= Problem details =
Produce an exact copy of the lines from the line that contains "# point at: building" to the end of the listing below.

= Records provided =
* Begin *
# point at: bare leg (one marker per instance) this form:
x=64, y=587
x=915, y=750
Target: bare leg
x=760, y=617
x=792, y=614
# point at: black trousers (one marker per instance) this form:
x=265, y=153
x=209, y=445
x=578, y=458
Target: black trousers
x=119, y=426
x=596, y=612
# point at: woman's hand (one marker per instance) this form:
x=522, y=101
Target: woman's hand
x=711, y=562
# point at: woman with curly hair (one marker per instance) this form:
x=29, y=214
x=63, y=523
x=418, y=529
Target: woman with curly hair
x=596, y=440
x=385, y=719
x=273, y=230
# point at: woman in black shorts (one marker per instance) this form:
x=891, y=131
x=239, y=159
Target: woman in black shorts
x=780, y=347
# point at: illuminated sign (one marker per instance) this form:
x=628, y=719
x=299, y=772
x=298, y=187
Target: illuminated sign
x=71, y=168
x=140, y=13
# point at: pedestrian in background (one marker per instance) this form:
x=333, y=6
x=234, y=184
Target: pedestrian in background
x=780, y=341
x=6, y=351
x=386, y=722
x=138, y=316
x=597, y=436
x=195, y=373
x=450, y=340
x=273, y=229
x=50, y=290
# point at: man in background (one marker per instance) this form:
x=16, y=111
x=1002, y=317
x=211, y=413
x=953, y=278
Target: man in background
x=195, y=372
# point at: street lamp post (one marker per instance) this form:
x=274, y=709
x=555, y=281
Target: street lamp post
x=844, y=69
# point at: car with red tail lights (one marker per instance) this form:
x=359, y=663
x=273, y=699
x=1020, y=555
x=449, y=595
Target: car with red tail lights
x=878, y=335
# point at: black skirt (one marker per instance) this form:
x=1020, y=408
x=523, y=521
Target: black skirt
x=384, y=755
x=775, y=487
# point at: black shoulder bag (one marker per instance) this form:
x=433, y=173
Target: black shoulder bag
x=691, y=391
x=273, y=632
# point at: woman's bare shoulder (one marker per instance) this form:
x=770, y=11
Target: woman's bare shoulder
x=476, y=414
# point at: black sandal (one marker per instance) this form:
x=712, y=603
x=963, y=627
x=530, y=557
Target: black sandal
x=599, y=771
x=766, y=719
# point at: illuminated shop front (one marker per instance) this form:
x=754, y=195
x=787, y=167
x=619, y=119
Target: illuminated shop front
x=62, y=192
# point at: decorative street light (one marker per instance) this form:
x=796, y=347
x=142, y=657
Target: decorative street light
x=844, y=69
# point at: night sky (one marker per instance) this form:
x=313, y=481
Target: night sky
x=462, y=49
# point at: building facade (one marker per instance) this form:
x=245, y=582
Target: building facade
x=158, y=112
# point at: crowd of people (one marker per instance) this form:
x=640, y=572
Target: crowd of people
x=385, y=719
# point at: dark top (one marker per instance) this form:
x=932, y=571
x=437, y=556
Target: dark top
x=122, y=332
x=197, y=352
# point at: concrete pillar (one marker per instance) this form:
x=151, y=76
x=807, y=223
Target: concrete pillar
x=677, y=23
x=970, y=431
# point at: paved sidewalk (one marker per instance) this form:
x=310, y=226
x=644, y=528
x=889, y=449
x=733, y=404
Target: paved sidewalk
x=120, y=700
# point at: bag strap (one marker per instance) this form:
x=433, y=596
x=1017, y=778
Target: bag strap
* End *
= Exercise response =
# point at: building facade (one marker per instance) this form:
x=245, y=582
Target: building facade
x=158, y=112
# point at: crowd of people (one marker per instance) this form:
x=640, y=572
Target: crowd of people
x=385, y=719
# point at: dark top (one marker per instance) this form:
x=932, y=571
x=437, y=556
Target: dark top
x=122, y=332
x=197, y=352
# point at: concrete pillar (one marker per instance) this form:
x=151, y=76
x=807, y=223
Target: concrete pillar
x=677, y=23
x=970, y=431
# point at: paved sidewalk (one marker per instance) this form:
x=310, y=226
x=644, y=528
x=889, y=449
x=733, y=404
Target: paved sidewalk
x=120, y=700
# point at: bag strap (one marker per instance) this form:
x=433, y=596
x=1017, y=778
Target: bag strap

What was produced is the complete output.